*** Opening of MATERIAL SUPPLIED ***
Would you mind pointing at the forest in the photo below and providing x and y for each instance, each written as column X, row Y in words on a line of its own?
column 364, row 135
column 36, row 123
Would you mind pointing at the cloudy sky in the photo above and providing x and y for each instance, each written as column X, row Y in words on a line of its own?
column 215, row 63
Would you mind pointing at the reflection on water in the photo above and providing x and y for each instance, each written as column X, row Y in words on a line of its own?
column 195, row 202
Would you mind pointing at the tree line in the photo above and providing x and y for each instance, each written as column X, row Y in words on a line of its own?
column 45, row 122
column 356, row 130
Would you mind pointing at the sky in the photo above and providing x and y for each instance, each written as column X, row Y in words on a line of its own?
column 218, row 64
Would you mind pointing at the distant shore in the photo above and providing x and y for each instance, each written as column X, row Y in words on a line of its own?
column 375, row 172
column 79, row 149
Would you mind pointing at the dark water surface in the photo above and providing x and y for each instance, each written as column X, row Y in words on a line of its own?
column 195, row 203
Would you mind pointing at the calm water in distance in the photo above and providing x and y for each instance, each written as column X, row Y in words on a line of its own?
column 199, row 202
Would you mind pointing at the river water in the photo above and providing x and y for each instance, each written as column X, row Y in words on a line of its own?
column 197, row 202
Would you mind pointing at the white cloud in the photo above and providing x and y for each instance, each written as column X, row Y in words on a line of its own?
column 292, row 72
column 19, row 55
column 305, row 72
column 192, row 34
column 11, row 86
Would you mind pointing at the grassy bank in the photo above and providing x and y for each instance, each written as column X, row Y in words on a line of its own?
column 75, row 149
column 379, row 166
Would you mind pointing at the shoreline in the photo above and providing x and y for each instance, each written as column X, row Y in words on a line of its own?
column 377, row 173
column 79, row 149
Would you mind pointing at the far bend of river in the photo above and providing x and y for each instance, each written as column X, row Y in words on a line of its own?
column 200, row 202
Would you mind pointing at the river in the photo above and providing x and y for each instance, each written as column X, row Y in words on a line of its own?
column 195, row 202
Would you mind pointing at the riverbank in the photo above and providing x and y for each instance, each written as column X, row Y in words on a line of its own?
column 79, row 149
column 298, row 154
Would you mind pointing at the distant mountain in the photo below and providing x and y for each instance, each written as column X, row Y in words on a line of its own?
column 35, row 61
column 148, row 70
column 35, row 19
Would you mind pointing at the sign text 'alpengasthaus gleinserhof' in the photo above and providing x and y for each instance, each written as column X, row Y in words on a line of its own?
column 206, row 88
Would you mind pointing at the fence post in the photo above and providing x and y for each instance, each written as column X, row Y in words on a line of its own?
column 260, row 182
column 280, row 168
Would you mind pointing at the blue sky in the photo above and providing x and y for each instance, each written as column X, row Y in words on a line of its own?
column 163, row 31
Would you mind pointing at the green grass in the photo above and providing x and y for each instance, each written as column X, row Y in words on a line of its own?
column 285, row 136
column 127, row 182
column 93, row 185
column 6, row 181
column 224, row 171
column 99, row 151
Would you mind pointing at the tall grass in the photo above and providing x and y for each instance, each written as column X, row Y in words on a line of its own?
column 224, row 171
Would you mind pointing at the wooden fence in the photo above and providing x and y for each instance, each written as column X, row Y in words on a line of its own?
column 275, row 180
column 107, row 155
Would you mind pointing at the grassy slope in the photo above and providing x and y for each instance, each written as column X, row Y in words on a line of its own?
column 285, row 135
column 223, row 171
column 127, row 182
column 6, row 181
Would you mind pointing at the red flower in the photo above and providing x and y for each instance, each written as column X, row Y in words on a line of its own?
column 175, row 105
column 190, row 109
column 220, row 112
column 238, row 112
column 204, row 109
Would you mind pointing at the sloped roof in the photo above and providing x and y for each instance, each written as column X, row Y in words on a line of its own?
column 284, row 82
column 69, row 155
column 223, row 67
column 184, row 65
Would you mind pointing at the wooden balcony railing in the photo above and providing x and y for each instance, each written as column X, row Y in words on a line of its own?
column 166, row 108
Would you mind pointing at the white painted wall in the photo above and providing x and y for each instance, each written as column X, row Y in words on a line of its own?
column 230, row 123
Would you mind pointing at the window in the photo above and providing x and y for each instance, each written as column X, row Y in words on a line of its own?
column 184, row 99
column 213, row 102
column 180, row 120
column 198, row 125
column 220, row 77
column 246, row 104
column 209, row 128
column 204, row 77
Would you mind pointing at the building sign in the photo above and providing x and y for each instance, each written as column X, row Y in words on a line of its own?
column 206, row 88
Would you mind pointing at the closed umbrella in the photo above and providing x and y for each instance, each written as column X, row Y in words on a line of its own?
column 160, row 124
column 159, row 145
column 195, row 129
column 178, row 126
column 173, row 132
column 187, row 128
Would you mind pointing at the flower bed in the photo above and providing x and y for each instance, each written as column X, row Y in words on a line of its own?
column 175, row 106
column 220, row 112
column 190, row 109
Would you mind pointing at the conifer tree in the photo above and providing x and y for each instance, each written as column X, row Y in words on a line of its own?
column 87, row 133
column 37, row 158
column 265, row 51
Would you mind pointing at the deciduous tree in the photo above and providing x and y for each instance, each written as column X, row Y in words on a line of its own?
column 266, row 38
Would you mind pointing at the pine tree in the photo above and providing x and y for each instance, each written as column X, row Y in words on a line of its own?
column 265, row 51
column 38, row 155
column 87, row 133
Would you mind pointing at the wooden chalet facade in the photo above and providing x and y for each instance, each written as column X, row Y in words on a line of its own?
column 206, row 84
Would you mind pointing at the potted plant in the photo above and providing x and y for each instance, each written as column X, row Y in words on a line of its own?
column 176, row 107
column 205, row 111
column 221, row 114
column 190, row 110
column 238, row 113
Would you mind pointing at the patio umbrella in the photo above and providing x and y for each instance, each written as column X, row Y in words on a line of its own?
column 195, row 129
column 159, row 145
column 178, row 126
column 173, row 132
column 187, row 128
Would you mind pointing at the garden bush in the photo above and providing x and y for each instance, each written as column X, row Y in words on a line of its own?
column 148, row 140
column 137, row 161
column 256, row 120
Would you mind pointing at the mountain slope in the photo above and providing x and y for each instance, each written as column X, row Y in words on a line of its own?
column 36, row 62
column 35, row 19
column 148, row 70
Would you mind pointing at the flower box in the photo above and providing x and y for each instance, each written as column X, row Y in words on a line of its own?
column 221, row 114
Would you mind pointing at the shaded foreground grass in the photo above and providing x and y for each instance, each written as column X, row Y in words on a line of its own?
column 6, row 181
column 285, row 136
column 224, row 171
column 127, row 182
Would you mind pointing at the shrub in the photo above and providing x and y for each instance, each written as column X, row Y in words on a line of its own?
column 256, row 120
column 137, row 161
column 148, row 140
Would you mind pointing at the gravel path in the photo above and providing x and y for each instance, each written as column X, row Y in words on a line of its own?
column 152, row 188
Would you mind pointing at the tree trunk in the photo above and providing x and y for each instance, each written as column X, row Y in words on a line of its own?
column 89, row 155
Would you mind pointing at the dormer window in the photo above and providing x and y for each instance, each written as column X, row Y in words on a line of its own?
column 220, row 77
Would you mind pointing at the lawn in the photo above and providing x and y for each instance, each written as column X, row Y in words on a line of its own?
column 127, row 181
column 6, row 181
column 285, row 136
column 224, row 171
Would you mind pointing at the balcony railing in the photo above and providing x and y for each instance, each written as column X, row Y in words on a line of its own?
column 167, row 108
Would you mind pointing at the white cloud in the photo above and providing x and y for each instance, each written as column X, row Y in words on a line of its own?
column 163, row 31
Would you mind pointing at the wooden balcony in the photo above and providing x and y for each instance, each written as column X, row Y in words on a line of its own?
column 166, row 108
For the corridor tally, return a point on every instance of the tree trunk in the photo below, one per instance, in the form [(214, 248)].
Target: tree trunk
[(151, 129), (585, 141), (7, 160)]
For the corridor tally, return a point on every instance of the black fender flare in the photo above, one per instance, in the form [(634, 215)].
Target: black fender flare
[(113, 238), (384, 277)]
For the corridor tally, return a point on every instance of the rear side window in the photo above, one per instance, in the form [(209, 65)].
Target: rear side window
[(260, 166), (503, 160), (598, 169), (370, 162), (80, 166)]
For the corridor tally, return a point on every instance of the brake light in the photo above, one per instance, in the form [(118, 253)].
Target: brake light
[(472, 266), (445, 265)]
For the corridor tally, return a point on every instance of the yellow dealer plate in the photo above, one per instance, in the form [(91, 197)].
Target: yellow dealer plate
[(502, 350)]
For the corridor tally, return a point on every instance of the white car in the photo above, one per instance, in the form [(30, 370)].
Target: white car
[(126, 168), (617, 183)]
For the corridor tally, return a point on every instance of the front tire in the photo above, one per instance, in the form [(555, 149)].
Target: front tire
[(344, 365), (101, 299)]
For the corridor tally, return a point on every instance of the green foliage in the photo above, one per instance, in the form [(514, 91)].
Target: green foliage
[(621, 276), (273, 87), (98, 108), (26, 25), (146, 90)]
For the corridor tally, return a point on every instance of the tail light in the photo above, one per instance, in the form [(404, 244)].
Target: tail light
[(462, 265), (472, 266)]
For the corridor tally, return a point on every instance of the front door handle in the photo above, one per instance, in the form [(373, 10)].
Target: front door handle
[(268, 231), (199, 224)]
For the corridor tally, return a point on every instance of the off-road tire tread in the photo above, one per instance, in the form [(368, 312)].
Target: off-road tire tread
*** Close of MATERIAL SUPPLIED ***
From the listing above, copy every line where the string "tread" is found.

* [TASK OUTPUT]
For the corridor tally, return a point on every instance of the off-road tire tread in the photo above, one per instance, in the form [(368, 312)].
Target: off-road tire tread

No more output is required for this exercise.